• _Directives_:
1. Reproduce the entire BigDecimal speed question word for word.
2. Please transcribe the records from the line containing "as [[628, 556]]." through the end of the records, with both of those lines included.

## start Excerpted passage

Is there a way to make BigDecimal faster than I have here?

Question

I'm working on some financial analysis software that will need to process large (ish) volumes of data. I'd like to use BigDecimal for the accuracy (some pricing info goes to four or five digits to the right of the decimal) but I was concerned about speed.

I wrote the following test app and it appears that BigDecimal can be 90 to 100 times slower than Doubles. I knew there would be a delta, but that's more than I was expecting. Here's a typical output after many trials.

BigDecimal took 17944 ms
Double took 181 ms

Am I missing something?

Here is the code. I tried to make it representative of real world. I created a constant where I could (pi) but also did some inline math of numbers that would vary from data row to data row - such as pi * BigDecimal(i) + BigDecimal(1). My point being that avoiding constructors can't be the only answer.

Fortunately, it appears Double has enough precision anyway since numbers will be typically in the format 00000.00000. Any hidden gotchas I should know about, though? Do people use Double for financial analysis software?

import java.math.BigDecimal

object Stopwatch {
    inline fun elapse(f: () -> Unit):Long {
        val start = System.currentTimeMillis()
        f()
        return System.currentTimeMillis() - start
    }
}


fun tryBigDecimal() {
    val arr: MutableList<BigDecimal> = arrayListOf()

    for (i in 1..10000000) {
        arr.add(BigDecimal(i))
    }

    val pi = BigDecimal(3.14159)

    for (i in 0..arr.size - 1) {
        arr[i] = arr[i] * pi / (pi * BigDecimal(i) + BigDecimal(1))
    }

    //arr.forEachIndexed { i, bigDecimal ->  println("$i, ${bigDecimal.toString()}")}
}

fun tryDouble() {
    val arr: MutableList<Double> = arrayListOf()

## end Excerpted passage
## start Supplied information

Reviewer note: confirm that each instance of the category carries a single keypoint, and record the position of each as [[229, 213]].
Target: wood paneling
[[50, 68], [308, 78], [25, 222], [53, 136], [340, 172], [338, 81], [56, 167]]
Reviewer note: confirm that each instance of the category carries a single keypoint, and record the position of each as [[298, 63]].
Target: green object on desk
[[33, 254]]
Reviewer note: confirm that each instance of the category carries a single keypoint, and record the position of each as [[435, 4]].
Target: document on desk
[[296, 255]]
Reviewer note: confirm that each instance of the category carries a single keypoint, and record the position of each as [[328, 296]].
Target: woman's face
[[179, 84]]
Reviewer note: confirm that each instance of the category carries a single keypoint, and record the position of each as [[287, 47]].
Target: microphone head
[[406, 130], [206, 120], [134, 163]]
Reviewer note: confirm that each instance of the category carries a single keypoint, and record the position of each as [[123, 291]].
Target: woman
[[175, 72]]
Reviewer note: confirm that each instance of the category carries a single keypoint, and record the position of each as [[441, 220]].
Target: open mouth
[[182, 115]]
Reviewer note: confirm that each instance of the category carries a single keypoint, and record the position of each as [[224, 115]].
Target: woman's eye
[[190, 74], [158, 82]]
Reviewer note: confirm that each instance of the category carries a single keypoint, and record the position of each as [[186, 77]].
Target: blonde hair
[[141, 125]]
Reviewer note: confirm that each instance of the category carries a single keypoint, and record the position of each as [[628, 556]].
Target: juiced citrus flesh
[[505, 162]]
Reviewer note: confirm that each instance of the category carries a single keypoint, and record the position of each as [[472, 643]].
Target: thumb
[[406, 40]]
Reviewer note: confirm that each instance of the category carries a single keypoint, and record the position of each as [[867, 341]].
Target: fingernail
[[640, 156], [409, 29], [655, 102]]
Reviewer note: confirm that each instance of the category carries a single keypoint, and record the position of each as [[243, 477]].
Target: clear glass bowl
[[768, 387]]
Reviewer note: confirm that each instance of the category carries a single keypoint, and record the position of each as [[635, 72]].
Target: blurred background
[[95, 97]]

## end Supplied information

• _Final results_:
1.
Is there a way to make BigDecimal faster than I have here?

Question

I'm working on some financial analysis software that will need to process large (ish) volumes of data. I'd like to use BigDecimal for the accuracy (some pricing info goes to four or five digits to the right of the decimal) but I was concerned about speed.

I wrote the following test app and it appears that BigDecimal can be 90 to 100 times slower than Doubles. I knew there would be a delta, but that's more than I was expecting. Here's a typical output after many trials.

BigDecimal took 17944 ms
Double took 181 ms

Am I missing something?

Here is the code. I tried to make it representative of real world. I created a constant where I could (pi) but also did some inline math of numbers that would vary from data row to data row - such as pi * BigDecimal(i) + BigDecimal(1). My point being that avoiding constructors can't be the only answer.

Fortunately, it appears Double has enough precision anyway since numbers will be typically in the format 00000.00000. Any hidden gotchas I should know about, though? Do people use Double for financial analysis software?

import java.math.BigDecimal

object Stopwatch {
    inline fun elapse(f: () -> Unit):Long {
        val start = System.currentTimeMillis()
        f()
        return System.currentTimeMillis() - start
    }
}


fun tryBigDecimal() {
    val arr: MutableList<BigDecimal> = arrayListOf()

    for (i in 1..10000000) {
        arr.add(BigDecimal(i))
    }

    val pi = BigDecimal(3.14159)

    for (i in 0..arr.size - 1) {
        arr[i] = arr[i] * pi / (pi * BigDecimal(i) + BigDecimal(1))
    }

    //arr.forEachIndexed { i, bigDecimal ->  println("$i, ${bigDecimal.toString()}")}
}

fun tryDouble() {
    val arr: MutableList<Double> = arrayListOf()

2.
Reviewer note: confirm that each instance of the category carries a single keypoint, and record the position of each as [[628, 556]].
Target: juiced citrus flesh
[[505, 162]]
Reviewer note: confirm that each instance of the category carries a single keypoint, and record the position of each as [[472, 643]].
Target: thumb
[[406, 40]]
Reviewer note: confirm that each instance of the category carries a single keypoint, and record the position of each as [[867, 341]].
Target: fingernail
[[640, 156], [409, 29], [655, 102]]
Reviewer note: confirm that each instance of the category carries a single keypoint, and record the position of each as [[243, 477]].
Target: clear glass bowl
[[768, 387]]
Reviewer note: confirm that each instance of the category carries a single keypoint, and record the position of each as [[635, 72]].
Target: blurred background
[[95, 97]]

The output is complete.